Brief
Put the rows below, from the line containing "every kitten's front" through the line containing "[233,112,243,201]" (both included), into a JSON list of strings, one string per line, leaving out any blank lines.

Supplied material
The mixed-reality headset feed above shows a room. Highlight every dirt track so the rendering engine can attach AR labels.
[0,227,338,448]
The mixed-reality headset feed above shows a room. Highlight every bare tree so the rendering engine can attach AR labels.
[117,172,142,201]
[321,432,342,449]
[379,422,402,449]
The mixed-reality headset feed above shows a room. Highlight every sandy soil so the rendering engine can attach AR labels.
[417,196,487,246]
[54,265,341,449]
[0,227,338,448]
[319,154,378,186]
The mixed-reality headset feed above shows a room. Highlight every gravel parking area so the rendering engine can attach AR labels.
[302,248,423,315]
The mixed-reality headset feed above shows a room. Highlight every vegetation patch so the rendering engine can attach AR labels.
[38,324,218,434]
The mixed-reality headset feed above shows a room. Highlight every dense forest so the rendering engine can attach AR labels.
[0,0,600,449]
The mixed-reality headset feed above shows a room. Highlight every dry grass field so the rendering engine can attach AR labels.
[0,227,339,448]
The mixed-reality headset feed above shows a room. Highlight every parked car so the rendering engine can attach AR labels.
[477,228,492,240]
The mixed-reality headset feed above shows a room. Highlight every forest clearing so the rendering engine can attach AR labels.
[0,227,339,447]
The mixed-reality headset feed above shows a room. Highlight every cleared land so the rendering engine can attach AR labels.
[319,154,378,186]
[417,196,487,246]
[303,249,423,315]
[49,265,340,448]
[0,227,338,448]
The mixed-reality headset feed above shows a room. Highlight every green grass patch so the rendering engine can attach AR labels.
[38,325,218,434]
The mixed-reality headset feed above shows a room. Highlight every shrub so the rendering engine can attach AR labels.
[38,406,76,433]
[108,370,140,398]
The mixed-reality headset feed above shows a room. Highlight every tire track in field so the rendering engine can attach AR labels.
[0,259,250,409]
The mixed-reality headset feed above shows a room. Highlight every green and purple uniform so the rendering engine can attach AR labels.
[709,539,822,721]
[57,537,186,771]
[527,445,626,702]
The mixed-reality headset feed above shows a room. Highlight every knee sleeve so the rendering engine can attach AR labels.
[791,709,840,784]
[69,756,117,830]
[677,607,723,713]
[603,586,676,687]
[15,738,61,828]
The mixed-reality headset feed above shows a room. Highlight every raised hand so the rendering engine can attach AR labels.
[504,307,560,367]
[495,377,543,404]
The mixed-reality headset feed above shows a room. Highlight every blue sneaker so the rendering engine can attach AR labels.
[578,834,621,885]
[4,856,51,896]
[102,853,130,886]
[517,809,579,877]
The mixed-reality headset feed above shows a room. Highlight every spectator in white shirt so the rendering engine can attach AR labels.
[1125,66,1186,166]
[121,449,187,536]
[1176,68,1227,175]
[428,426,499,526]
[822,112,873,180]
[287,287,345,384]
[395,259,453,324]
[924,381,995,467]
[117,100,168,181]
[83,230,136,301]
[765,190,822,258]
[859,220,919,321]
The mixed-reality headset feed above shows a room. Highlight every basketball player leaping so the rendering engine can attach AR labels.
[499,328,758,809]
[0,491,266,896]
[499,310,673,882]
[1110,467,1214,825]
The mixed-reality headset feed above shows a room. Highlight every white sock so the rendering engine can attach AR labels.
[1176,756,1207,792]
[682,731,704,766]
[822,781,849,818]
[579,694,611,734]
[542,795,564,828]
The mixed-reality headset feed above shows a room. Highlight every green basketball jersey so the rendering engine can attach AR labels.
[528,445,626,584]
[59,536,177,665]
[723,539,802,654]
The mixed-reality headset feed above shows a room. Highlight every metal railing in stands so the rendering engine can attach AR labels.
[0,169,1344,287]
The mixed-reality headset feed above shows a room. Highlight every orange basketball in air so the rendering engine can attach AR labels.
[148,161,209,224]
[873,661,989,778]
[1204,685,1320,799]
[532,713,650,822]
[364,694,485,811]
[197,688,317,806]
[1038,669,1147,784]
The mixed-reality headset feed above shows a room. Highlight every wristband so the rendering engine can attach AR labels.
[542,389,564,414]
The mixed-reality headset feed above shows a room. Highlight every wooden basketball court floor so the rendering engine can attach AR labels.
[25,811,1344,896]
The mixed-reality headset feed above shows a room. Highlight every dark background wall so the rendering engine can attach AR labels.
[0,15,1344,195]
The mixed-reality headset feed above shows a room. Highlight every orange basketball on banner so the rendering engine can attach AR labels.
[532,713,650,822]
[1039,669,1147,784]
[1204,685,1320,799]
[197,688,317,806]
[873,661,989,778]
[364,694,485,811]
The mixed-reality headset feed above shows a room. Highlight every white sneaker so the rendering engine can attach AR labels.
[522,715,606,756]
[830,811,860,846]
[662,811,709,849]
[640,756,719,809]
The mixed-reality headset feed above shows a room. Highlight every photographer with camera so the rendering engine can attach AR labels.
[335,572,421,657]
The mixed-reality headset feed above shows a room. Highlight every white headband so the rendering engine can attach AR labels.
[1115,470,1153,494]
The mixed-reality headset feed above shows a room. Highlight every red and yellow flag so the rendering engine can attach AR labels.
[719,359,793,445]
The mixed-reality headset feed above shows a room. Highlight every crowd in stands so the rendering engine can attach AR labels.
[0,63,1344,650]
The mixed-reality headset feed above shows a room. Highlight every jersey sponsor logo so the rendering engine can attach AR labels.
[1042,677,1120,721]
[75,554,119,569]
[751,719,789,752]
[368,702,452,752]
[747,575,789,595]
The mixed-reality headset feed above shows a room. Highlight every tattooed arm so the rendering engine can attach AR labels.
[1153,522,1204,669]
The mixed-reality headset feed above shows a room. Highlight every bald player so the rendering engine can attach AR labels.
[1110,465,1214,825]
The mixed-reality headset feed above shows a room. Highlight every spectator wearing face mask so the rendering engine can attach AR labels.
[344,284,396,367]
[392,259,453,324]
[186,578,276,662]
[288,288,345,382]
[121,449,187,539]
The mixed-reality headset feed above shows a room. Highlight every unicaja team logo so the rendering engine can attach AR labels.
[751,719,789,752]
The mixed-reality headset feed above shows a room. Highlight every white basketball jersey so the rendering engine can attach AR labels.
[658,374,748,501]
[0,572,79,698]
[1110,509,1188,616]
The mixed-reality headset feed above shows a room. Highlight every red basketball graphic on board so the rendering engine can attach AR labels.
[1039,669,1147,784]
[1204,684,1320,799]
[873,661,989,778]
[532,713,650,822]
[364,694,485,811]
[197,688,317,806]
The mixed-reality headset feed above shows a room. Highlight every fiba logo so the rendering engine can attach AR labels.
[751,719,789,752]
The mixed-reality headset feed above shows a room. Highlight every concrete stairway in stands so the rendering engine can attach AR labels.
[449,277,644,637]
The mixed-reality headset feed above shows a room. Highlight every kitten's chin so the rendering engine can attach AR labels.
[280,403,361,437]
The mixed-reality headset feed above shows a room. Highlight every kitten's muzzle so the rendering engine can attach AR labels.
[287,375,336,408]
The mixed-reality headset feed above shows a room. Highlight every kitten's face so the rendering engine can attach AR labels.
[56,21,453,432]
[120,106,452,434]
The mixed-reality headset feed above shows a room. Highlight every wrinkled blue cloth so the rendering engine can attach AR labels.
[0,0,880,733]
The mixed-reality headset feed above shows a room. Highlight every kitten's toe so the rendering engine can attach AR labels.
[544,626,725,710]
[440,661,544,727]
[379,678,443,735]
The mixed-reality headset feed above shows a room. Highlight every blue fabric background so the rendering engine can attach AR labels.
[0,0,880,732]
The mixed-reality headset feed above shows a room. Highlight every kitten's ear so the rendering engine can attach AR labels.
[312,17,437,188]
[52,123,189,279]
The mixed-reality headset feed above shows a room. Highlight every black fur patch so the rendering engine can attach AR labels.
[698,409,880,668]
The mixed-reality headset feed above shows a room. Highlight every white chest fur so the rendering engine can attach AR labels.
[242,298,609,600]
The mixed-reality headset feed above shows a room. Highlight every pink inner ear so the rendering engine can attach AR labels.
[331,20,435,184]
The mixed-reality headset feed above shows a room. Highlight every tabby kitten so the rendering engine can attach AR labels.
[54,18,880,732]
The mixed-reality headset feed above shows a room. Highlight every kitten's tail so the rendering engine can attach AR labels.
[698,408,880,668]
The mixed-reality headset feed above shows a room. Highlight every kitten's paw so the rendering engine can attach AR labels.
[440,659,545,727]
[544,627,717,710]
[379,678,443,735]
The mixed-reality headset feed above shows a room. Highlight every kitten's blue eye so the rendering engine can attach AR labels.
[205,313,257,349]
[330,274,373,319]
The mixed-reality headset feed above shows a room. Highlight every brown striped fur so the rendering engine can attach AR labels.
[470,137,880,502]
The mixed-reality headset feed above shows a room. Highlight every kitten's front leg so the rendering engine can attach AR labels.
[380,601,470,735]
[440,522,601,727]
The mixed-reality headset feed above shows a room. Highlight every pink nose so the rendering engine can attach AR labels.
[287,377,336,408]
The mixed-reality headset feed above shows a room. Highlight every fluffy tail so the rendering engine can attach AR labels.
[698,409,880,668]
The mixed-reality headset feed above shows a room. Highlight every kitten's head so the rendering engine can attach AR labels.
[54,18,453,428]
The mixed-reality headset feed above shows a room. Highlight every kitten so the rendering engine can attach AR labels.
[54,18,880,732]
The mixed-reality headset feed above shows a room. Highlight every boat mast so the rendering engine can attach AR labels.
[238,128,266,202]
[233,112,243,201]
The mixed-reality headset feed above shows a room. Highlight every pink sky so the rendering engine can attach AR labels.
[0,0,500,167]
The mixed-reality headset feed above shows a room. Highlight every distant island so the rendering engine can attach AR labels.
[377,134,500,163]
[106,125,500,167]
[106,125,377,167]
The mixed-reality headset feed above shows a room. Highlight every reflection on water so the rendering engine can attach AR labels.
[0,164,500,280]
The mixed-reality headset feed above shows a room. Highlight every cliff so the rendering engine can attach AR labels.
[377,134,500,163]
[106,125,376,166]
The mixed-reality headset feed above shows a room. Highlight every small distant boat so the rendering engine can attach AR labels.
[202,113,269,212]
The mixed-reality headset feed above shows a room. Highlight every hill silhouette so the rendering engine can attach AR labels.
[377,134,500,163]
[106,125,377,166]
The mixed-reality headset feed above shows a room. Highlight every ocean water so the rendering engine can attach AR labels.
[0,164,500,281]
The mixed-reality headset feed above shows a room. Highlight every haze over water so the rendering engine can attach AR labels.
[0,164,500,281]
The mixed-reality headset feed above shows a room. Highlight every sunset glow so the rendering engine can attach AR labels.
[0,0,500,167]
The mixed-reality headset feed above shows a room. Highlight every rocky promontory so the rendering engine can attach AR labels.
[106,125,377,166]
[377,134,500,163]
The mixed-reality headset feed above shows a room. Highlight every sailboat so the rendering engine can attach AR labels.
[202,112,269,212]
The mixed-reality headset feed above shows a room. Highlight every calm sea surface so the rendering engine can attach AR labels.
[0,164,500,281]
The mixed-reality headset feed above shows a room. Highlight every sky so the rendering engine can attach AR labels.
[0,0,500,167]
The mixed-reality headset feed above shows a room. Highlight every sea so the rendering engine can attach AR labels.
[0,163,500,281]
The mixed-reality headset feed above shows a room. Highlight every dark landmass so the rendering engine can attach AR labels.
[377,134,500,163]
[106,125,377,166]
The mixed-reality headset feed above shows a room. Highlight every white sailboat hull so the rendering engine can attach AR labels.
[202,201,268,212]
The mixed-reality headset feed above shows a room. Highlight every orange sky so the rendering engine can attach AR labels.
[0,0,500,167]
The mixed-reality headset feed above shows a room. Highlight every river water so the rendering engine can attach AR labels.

Written solution
[
  "The mixed-reality headset feed above shows a room. Highlight every kitten's front leg so the rendering engine can attach AR labels.",
  "[380,601,470,735]",
  "[440,522,601,727]",
  "The mixed-reality headset feed above shows a room. Highlight every pink nose so the rendering engine can attach AR labels.",
  "[287,377,336,408]",
  "The mixed-reality headset feed above shows a room. Highlight every fluffy tail so the rendering engine can attach AR labels.",
  "[698,409,880,668]",
  "The mixed-reality headset feed above shows a room. Highlight every kitten's head so the rendering engine can attach AR labels.",
  "[54,18,453,428]",
  "The mixed-reality headset feed above shows a room. Highlight every kitten so the rendering engine can attach AR labels.",
  "[54,18,880,732]",
  "The mixed-reality headset feed above shows a room. Highlight every boat mast so the rendering engine can attach AR labels.",
  "[238,128,266,202]",
  "[233,112,243,201]"
]